-- Directive 1 --
According to the Tunney Act text, what three things informed the Department's assessment of the appropriate relief?
-- Directive 2 --
What single word does the Tunney Act text use to characterize the Court's authority?
-- Directive 3 --
From the Tunney Act text, extract the stretch from "Should the Court" through "inquire . . .".

-- Extracted text --
--- BEGIN ---
B. The Court's Role Under the Tunney Act Is Limited to Approval or 
Disapproval

    Should the Court disagree with the United States' conclusion, 
however, the Tunney Act limits the Court in what it can do based on its 
review of the amended proposed Final Judgement. See Microsoft, 56 F.3d 
at 1462 (cautioning that while courts ``can and should inquire . . . 
into the purpose, meaning, and efficacy of the decree'' and insist 
ambiguities or implementation difficulties be addressed, they ``must be 
careful not to exceed [their] constitutional role''). The Court's 
authority is essentially binary: it may approve a decree that falls 
within the ``reaches of the public interest,'' or it may reject one 
that does not. Id. at 1461-62; see also BNS, 858 F.2d at 464 (court's 
authority under Tunney Act ``limited to approving or disapproving the 
consent [judgment]''). ``Short of that eventuality, the Tunney Act 
cannot be interpreted as an authorization for a district judge to 
assume the role of Attorney General.'' Microsoft, 56 F.3d at 1462.
    The United States has exercised its prosecutorial discretion to 
challenge this merger, litigate it for months, and determine that this 
settlement represents fair and adequate relief that better serves the 
public interest. This judgment embodies the Department's considered 
assessment--informed by extensive investigation, litigation, and 
evaluation of trial risks--of the relief appropriate to remedy the 
alleged competitive harm. The Department brought this case because it 
believed the merger threatened substantial harm; having secured 
meaningful remedies, it has fulfilled its enforcement obligations.
--- END ---
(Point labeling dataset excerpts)
--- BEGIN ---
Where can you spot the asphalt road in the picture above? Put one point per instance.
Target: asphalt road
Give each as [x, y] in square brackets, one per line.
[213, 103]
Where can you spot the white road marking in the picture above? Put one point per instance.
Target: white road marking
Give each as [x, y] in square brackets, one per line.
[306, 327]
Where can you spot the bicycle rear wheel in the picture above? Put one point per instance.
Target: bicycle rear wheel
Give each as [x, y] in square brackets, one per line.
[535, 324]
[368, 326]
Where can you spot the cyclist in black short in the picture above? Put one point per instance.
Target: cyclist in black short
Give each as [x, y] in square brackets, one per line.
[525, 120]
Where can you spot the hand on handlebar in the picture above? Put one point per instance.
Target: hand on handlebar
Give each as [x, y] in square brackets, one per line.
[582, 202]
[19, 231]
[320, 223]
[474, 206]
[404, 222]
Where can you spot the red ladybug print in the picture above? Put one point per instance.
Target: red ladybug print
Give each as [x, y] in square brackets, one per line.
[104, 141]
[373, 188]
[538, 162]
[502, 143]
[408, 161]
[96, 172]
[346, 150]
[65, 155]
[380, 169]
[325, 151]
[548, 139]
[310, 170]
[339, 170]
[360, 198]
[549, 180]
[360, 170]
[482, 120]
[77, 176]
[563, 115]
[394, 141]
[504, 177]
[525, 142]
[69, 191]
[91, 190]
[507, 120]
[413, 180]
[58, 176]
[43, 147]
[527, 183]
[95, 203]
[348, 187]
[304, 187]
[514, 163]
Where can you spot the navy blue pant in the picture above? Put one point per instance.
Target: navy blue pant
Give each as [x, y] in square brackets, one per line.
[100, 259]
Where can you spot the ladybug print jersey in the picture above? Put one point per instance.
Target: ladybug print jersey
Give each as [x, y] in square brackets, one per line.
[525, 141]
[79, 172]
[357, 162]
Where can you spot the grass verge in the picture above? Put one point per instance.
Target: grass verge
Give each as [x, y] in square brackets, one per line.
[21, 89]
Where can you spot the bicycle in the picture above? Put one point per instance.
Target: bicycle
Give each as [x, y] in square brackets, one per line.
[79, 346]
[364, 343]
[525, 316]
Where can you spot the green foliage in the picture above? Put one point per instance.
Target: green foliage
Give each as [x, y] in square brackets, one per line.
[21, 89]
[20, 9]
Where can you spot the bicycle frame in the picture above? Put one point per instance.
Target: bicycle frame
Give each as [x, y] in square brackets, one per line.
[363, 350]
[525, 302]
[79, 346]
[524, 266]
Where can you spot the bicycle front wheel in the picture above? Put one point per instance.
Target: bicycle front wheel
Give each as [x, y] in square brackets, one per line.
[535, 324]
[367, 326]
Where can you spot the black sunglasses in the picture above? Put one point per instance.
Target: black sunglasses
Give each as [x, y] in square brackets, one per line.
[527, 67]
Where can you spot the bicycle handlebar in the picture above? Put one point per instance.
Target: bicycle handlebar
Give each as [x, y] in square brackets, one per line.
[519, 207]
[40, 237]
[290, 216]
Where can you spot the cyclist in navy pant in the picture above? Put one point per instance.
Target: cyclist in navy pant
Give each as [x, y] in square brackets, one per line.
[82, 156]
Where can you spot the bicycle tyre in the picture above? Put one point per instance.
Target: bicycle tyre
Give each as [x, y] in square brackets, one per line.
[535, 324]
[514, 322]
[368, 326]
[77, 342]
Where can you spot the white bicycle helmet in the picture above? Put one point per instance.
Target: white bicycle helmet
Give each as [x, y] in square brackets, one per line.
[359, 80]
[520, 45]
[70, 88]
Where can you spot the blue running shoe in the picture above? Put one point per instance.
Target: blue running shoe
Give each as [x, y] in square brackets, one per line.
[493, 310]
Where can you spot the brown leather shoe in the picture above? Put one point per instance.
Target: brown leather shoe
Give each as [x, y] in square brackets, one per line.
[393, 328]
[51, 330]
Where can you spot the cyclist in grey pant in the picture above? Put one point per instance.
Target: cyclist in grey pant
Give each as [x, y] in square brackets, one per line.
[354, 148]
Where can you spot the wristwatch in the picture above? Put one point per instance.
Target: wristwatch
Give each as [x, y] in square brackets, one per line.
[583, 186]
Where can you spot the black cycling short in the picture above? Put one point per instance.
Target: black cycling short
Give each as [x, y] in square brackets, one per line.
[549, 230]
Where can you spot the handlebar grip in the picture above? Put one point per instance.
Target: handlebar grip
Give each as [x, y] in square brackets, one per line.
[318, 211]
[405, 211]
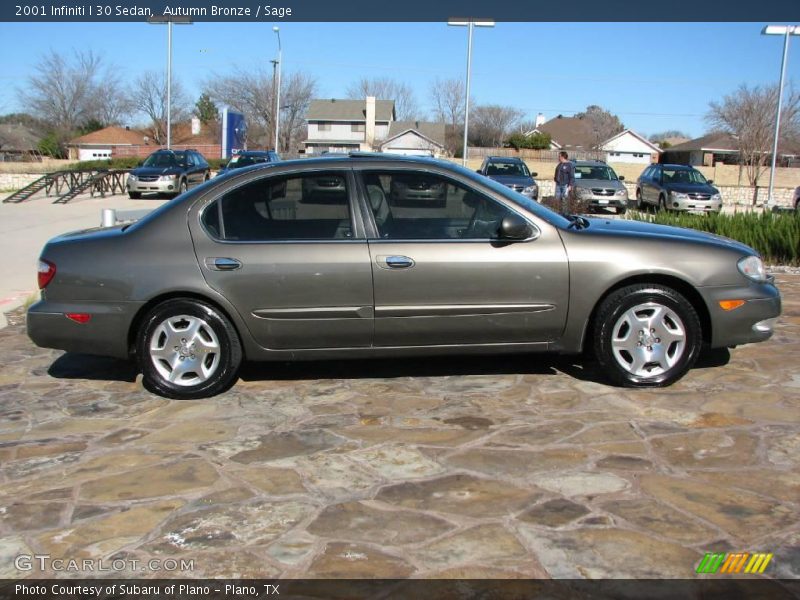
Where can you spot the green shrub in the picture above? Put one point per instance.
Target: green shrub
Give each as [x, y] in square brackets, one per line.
--- END ---
--- BEGIN ---
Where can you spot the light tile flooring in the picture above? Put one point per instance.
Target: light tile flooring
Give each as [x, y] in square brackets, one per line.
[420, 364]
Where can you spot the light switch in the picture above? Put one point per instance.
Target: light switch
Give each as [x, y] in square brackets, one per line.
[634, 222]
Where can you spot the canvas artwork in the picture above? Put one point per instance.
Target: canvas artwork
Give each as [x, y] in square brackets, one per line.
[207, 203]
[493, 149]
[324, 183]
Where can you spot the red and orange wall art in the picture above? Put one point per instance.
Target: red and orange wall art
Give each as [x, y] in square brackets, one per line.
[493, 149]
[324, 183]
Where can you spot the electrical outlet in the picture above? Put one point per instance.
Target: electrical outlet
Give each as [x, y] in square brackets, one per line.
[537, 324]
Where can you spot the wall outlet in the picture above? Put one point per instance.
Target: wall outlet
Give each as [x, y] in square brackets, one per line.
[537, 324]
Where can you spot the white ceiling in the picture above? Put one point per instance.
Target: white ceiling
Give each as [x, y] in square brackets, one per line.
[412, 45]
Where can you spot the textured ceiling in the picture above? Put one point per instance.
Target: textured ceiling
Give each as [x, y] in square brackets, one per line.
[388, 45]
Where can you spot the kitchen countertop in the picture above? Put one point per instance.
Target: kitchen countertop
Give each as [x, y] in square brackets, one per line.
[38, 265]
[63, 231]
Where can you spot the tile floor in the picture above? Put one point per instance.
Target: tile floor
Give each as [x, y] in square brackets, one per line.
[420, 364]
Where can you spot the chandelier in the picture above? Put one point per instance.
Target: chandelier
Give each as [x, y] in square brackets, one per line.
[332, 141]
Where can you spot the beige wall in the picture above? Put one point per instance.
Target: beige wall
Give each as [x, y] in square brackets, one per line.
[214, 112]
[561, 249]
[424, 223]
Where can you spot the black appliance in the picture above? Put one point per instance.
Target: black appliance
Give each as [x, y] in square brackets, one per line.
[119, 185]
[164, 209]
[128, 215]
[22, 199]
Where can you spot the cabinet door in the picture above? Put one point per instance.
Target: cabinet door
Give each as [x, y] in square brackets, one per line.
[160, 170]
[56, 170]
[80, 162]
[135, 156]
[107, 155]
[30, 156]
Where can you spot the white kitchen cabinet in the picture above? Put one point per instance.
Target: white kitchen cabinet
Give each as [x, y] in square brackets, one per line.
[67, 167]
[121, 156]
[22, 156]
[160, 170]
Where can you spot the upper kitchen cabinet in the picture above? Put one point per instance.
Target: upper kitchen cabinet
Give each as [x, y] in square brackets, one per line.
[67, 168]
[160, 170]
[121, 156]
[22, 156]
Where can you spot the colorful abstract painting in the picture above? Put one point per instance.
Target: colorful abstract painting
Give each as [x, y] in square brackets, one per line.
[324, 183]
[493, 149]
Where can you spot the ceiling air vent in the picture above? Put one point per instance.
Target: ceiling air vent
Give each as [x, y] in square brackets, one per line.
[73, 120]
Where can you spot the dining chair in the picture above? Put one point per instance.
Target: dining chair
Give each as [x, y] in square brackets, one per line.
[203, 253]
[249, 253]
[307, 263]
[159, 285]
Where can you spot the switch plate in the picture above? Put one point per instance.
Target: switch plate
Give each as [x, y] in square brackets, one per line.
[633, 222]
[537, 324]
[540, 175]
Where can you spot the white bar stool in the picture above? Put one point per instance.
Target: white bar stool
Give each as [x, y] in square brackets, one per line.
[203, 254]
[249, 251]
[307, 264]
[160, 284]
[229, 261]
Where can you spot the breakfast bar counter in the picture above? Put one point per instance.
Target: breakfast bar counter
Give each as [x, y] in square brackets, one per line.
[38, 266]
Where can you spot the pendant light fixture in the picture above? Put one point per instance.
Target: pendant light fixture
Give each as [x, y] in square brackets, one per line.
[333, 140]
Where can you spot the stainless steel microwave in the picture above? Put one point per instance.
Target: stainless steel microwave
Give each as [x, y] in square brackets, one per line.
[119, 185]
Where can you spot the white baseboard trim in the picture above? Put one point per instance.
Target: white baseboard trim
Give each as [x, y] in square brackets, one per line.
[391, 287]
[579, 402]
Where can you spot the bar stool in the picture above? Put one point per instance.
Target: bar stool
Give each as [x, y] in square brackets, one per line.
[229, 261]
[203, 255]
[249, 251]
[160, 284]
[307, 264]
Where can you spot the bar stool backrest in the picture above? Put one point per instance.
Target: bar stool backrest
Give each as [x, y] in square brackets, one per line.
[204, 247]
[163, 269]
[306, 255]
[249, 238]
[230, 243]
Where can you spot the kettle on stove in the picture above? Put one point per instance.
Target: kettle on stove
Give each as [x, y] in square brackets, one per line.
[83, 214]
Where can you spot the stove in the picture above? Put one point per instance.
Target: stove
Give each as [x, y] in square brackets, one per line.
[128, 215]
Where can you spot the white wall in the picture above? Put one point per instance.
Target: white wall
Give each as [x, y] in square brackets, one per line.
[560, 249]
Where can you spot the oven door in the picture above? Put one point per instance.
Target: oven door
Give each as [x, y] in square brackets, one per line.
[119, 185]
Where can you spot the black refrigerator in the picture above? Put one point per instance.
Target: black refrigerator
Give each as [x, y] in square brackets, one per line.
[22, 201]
--- END ---
-- Correct answer 1 --
Extensive investigation, litigation, and evaluation of trial risks.

-- Correct answer 2 --
Binary.

-- Correct answer 3 --
Should the Court disagree with the United States' conclusion, 
however, the Tunney Act limits the Court in what it can do based on its 
review of the amended proposed Final Judgement. See Microsoft, 56 F.3d 
at 1462 (cautioning that while courts ``can and should inquire . . .